> _Required actions_
1 – Set down the part of the djudom2 theorem page between "Metamath Proof Explorer" and "Mario Carneiro, 29-Apr-2015)", inclusive.
2 – According to the djudom2 theorem page, which theorem of Enderton, on which page, does djudom2 correspond to?
3 – Does each statement below agree with the djudom2 theorem page? Answer yes or no for each, quoting the words that decide it.
(a) The page describes djudom2 as an ordering law for cardinal addition.
(b) Mario Carneiro contributed the theorem.
(c) The first step of the proof uses djudom1.

Metamath Proof Explorer

Theorem djudom2

Description: Ordering law for cardinal addition. Theorem 6L(a) of Enderton p. 149. (Contributed by NM, 28-Sep-2004) (Revised by Mario Carneiro, 29-Apr-2015)

Ref Expression
Assertion djudom2 
|- ( ( A ~<_ B /\ C e. V ) -> ( C |_| A ) ~<_ ( C |_| B ) )

Proof

Step Hyp Ref Expression
1 djudom1 
 |-  ( ( A ~<_ B /\ C e. V ) -> ( A |_| C ) ~<_ ( B |_| C ) )
2 reldom 
 |-  Rel ~<_
3 2 brrelex1i 
 |-  ( A ~<_ B -> A e. _V )

> _Record extracts_
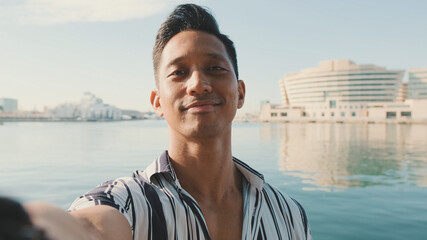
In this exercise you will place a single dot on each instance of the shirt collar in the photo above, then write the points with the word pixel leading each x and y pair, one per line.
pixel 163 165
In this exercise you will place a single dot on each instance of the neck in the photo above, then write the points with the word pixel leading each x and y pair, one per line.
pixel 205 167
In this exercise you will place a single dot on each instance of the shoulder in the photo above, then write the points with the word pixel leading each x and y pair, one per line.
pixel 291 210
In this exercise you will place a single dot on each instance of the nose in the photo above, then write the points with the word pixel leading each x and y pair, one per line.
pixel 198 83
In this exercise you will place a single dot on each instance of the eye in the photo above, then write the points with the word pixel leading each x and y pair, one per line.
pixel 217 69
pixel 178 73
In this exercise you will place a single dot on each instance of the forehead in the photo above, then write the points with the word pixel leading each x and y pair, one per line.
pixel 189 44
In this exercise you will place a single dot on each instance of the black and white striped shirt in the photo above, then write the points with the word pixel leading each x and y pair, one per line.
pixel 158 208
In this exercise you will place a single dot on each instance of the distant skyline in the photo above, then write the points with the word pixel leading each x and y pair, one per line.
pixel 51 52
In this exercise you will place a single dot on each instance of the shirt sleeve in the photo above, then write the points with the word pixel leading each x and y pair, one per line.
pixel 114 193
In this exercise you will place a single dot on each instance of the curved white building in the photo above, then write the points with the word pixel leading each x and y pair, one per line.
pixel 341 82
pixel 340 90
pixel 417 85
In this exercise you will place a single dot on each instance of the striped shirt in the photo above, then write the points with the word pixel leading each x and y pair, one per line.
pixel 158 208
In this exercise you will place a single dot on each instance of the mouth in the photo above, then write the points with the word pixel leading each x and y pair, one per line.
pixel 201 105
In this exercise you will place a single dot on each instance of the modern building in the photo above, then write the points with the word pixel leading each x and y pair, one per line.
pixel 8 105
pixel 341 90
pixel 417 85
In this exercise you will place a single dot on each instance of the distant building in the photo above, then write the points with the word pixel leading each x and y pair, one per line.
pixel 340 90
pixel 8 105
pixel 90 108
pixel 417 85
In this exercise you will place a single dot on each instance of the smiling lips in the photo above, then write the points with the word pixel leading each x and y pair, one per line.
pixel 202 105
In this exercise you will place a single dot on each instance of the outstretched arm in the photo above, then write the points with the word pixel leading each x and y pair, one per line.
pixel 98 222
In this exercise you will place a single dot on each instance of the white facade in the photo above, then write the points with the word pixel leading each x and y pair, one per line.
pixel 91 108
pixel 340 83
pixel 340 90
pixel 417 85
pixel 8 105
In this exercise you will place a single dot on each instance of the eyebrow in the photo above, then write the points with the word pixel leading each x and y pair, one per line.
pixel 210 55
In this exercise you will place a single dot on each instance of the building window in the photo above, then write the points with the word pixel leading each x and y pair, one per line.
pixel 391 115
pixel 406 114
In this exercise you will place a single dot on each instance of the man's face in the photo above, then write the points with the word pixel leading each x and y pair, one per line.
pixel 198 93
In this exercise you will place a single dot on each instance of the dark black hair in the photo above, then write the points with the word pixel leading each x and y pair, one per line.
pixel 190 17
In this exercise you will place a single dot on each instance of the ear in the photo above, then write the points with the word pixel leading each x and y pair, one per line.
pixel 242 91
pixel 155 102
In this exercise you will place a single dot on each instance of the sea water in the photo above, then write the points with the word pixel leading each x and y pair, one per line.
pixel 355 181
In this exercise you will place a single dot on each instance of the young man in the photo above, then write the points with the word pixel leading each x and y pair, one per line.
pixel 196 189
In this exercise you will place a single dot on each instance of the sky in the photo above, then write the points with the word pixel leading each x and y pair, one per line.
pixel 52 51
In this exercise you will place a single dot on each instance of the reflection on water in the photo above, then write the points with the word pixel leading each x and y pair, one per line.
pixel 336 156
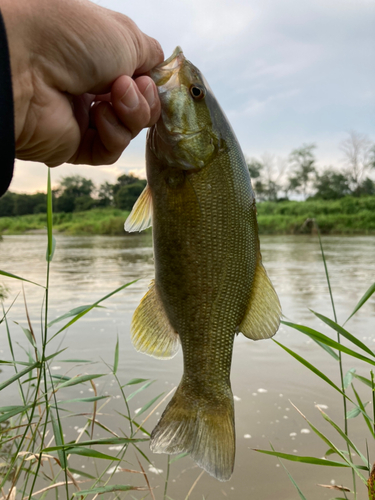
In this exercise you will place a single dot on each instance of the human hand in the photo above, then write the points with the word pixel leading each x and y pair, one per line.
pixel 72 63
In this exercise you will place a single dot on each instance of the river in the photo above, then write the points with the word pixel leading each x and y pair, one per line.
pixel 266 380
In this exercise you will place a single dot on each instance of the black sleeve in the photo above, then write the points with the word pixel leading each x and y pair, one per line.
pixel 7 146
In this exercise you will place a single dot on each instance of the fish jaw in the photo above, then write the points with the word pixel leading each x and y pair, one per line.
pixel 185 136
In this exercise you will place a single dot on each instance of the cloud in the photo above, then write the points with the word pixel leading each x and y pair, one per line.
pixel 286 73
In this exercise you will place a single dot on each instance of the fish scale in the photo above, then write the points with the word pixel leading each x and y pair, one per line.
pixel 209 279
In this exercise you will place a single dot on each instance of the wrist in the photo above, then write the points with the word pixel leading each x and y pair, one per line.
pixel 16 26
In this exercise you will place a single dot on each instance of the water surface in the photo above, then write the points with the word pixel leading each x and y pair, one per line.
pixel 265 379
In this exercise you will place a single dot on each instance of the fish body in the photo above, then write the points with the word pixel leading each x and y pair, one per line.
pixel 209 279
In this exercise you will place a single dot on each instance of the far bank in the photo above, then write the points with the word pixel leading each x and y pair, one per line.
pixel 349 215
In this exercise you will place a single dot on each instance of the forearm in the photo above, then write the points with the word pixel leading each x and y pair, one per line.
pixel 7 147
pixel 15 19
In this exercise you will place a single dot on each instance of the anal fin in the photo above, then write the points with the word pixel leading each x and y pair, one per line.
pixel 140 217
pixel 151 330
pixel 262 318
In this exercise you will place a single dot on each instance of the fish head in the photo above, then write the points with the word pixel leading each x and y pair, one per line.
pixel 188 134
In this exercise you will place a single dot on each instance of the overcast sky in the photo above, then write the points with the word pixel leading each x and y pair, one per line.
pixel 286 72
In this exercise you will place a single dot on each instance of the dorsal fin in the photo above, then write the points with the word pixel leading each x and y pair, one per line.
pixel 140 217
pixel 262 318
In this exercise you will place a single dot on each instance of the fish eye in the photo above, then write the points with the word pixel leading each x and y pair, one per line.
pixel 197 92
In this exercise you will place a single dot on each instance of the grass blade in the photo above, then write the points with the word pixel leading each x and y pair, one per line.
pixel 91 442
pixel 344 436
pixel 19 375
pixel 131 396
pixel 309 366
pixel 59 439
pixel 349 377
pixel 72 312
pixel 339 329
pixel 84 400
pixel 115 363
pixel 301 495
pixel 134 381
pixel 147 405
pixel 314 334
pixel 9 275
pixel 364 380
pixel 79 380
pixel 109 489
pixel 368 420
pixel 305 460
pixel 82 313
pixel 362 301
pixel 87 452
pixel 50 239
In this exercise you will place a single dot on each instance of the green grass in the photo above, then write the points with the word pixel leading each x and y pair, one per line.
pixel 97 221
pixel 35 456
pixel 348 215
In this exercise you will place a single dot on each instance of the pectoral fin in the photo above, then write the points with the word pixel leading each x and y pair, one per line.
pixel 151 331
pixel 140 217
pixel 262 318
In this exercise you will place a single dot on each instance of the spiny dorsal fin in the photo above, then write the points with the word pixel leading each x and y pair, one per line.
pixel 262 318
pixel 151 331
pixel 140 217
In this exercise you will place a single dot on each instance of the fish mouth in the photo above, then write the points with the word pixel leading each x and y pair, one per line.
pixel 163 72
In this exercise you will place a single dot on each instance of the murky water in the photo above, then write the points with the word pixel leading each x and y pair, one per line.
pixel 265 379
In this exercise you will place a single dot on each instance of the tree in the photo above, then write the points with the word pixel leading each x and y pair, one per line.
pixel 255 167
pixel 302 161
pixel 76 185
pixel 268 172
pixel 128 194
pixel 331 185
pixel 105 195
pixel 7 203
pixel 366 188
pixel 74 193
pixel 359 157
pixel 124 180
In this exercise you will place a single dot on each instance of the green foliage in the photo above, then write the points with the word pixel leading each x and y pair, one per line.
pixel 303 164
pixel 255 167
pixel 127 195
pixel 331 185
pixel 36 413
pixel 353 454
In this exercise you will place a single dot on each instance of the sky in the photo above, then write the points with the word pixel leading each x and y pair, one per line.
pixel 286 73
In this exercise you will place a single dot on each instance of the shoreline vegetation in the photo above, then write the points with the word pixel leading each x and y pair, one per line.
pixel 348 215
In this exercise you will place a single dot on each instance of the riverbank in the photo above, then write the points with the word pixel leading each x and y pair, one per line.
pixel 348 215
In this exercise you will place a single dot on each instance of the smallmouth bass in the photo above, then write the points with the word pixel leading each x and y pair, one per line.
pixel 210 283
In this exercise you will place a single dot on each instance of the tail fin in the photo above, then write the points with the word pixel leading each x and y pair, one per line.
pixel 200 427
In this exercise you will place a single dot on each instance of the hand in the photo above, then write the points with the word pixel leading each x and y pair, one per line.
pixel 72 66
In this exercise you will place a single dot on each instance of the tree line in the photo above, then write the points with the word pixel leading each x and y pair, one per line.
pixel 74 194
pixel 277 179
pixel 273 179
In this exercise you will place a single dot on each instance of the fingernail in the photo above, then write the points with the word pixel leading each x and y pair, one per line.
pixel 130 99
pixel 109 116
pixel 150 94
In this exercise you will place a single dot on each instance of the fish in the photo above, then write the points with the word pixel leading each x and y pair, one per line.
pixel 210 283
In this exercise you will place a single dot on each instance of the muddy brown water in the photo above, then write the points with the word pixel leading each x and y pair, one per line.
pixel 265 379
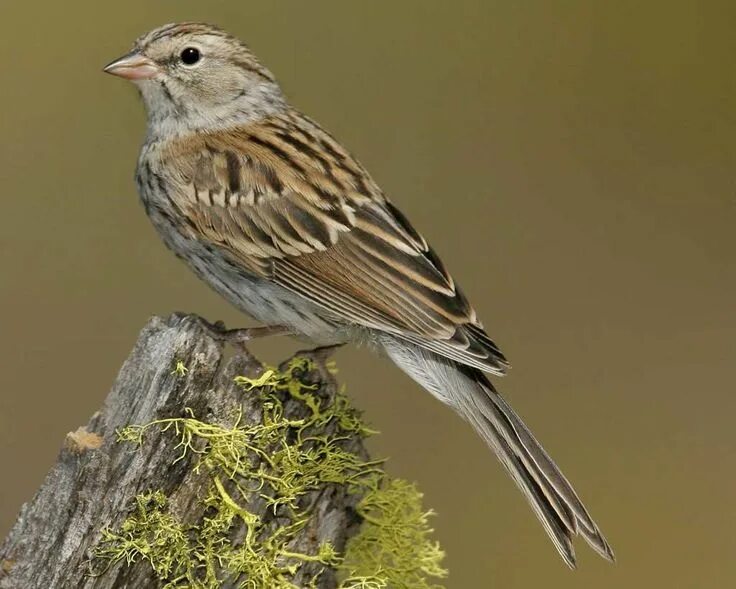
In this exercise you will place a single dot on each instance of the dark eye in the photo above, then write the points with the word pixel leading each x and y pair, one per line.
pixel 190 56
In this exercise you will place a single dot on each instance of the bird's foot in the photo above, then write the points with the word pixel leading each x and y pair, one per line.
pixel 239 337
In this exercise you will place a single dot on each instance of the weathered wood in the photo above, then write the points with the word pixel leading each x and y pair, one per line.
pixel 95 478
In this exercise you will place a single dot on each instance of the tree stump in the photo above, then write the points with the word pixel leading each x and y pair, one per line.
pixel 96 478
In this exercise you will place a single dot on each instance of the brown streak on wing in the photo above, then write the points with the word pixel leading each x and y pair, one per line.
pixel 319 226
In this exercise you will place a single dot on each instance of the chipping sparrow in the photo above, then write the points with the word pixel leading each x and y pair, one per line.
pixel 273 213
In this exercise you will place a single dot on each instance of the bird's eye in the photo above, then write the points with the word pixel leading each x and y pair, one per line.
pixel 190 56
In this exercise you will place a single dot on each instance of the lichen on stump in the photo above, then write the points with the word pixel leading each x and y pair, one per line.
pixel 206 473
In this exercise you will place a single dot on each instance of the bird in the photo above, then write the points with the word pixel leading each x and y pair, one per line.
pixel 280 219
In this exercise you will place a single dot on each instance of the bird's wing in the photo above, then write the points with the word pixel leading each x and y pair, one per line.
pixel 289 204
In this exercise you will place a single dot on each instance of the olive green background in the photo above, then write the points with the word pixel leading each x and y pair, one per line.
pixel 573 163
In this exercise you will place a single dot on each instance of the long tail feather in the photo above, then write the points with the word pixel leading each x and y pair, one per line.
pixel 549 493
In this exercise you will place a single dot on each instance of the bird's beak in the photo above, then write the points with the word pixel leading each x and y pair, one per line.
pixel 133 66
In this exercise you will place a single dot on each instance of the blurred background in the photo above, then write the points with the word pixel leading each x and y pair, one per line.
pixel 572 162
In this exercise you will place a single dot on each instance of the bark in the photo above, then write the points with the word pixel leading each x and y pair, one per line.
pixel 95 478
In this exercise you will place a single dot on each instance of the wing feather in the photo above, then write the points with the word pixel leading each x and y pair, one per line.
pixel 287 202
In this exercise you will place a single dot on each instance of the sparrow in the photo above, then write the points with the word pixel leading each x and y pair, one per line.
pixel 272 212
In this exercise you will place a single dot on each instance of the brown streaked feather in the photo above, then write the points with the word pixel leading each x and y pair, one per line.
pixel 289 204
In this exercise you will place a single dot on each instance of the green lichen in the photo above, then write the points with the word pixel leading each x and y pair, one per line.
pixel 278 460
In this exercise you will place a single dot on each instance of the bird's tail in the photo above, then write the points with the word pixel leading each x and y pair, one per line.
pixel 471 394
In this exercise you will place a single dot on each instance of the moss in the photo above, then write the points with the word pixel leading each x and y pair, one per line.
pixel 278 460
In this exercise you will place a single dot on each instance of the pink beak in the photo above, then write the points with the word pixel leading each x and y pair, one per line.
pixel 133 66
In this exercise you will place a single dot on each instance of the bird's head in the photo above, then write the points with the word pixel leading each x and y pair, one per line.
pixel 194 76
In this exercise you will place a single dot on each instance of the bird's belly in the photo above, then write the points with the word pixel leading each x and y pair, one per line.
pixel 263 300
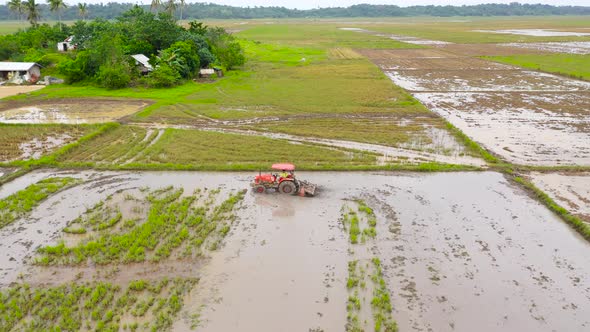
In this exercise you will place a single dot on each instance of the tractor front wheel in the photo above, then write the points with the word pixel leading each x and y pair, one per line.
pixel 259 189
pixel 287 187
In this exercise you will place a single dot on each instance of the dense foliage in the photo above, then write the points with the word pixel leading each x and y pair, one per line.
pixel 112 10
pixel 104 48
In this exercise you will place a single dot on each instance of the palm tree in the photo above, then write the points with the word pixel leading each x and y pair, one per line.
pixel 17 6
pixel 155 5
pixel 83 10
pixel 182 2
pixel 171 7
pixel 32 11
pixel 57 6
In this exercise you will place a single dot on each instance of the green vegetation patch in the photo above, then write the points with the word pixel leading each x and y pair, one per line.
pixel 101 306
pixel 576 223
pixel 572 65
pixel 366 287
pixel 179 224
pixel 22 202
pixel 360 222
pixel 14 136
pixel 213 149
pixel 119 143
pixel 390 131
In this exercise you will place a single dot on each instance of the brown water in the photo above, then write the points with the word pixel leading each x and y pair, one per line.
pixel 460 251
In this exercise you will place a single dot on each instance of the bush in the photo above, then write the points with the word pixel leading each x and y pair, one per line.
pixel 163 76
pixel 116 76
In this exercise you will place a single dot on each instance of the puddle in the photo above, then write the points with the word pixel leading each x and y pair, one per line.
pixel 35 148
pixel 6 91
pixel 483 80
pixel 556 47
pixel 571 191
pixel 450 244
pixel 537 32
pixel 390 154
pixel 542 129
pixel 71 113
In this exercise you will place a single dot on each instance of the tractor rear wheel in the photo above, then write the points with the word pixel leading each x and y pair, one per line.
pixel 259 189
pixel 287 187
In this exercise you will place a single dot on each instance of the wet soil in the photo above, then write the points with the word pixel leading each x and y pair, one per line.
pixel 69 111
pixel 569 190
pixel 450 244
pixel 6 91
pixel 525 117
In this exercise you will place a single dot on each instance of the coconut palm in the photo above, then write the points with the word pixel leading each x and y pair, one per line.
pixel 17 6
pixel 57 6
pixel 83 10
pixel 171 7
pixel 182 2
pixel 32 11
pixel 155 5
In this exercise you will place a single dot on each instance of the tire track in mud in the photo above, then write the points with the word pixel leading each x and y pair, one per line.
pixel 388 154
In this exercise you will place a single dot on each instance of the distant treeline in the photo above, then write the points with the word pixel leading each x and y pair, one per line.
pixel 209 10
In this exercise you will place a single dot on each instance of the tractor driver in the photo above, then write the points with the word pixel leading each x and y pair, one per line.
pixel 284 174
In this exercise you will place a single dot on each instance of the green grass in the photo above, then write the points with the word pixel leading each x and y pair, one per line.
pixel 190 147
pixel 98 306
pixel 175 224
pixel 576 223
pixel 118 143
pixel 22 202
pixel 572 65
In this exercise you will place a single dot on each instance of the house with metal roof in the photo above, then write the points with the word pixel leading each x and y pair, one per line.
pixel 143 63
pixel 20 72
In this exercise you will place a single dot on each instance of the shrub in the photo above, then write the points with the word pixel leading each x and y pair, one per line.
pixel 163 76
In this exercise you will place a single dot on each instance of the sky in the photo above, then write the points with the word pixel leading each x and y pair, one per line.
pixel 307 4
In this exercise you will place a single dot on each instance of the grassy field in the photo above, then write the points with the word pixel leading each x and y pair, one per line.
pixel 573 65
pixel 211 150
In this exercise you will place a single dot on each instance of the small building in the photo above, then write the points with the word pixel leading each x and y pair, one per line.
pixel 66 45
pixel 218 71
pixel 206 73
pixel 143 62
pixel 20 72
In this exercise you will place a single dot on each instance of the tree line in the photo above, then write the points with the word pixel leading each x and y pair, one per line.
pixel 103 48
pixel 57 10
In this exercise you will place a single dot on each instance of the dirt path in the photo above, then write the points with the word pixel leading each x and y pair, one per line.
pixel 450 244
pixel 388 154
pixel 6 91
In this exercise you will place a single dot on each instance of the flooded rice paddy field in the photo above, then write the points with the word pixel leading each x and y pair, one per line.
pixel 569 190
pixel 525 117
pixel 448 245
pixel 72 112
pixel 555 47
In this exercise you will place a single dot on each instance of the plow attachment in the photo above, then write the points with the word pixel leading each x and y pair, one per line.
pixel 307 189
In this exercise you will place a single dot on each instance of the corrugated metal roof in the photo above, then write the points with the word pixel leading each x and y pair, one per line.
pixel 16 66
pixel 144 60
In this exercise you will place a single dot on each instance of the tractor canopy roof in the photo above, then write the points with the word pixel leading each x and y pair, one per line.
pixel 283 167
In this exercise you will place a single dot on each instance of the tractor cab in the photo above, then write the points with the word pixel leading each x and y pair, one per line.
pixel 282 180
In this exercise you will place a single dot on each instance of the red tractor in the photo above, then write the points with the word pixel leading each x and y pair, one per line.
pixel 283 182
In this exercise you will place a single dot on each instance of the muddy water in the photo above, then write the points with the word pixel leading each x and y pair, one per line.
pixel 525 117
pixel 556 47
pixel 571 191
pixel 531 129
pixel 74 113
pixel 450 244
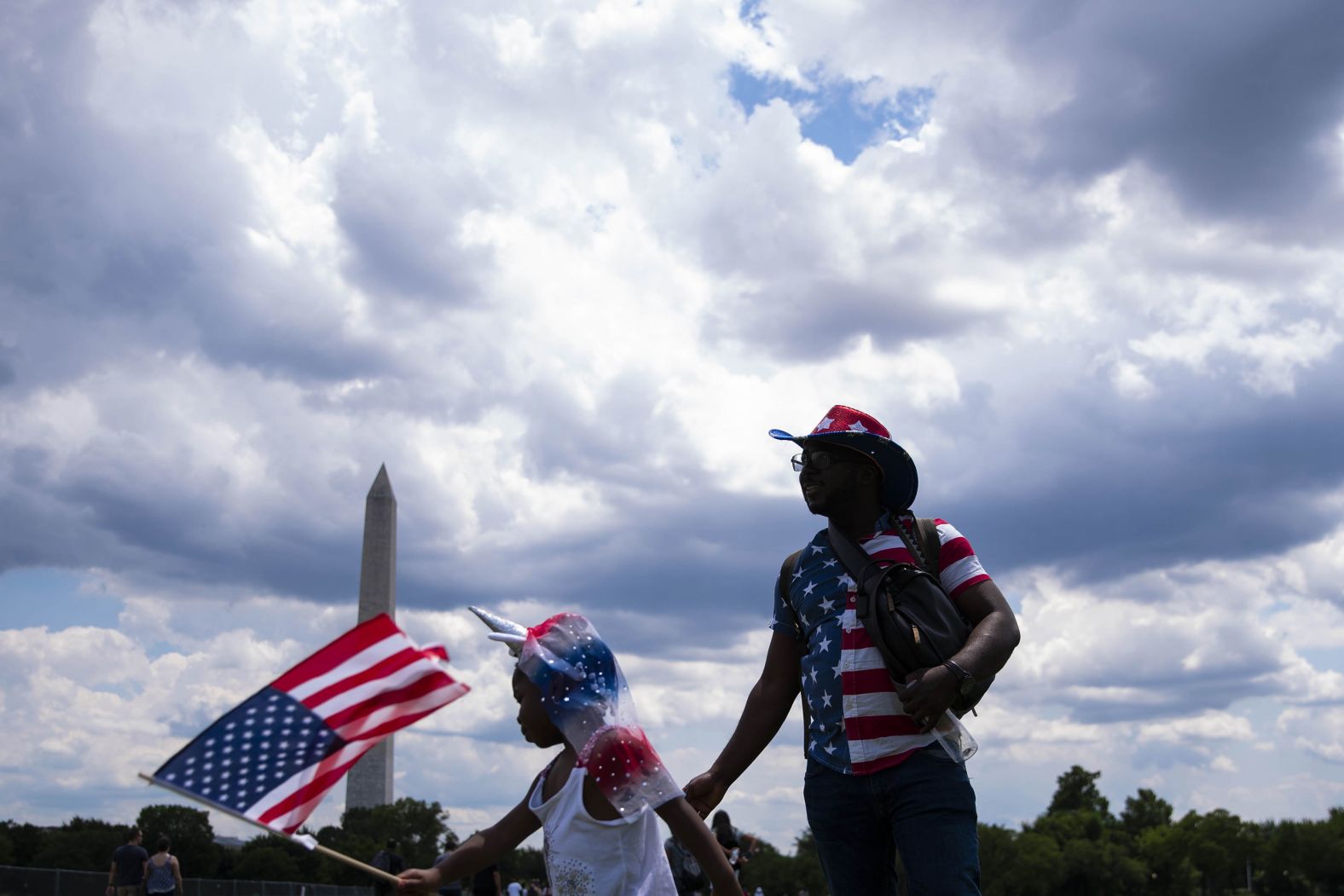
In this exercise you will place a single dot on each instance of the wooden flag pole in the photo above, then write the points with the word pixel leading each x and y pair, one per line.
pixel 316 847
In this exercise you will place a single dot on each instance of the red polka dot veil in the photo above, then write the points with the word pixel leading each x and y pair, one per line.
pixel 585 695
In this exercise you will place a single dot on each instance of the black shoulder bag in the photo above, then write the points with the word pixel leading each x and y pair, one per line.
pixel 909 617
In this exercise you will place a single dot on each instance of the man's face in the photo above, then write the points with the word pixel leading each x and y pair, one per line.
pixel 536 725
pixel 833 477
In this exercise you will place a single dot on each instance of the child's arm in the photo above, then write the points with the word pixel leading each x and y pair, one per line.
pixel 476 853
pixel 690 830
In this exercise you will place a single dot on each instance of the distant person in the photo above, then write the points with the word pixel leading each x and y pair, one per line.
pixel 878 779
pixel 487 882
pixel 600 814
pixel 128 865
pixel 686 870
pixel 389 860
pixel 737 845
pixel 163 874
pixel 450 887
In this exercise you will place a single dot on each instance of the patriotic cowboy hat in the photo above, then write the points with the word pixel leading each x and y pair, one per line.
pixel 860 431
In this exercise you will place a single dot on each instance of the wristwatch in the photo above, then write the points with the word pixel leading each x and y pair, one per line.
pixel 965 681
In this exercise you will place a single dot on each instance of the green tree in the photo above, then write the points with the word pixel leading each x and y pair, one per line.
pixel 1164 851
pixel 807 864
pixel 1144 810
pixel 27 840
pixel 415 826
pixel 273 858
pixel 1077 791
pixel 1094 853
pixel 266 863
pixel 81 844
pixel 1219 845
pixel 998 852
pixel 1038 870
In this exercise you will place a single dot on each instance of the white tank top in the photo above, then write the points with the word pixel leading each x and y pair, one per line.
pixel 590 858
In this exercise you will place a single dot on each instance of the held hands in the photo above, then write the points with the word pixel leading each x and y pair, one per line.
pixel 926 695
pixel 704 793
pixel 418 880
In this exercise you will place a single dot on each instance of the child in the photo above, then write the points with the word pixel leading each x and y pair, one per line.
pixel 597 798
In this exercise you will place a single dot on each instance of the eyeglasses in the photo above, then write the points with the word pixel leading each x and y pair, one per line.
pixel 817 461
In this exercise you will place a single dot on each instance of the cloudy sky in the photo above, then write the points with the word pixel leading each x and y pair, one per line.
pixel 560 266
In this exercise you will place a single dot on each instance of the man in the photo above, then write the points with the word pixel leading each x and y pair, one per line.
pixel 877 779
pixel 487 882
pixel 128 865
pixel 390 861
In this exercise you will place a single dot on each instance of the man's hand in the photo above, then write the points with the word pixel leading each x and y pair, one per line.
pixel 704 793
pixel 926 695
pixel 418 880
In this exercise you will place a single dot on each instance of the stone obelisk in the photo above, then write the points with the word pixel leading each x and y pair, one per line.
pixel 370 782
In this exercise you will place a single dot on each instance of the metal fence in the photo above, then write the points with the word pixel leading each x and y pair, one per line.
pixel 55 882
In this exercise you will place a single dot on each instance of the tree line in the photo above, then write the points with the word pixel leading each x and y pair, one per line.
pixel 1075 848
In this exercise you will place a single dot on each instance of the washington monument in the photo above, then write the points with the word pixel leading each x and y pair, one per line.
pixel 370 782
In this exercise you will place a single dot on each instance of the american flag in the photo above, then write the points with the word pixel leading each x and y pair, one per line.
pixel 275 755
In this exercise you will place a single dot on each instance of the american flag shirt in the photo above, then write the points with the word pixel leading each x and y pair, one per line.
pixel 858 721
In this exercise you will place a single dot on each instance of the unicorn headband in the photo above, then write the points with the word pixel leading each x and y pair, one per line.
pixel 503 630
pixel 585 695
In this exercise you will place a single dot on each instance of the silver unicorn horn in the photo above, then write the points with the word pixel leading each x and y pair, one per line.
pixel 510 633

> _Worked answers_
1 –
Metamath Proof Explorer

Theorem djudom2

Description: Ordering law for cardinal addition. Theorem 6L(a) of Enderton p. 149. (Contributed by NM, 28-Sep-2004) (Revised by Mario Carneiro, 29-Apr-2015)

2 – Theorem 6L(a) of Enderton, page 149.

3 –
(a) Yes: "Ordering law for cardinal addition."
(b) No: "(Contributed by NM, 28-Sep-2004)"
(c) Yes: "1 djudom1"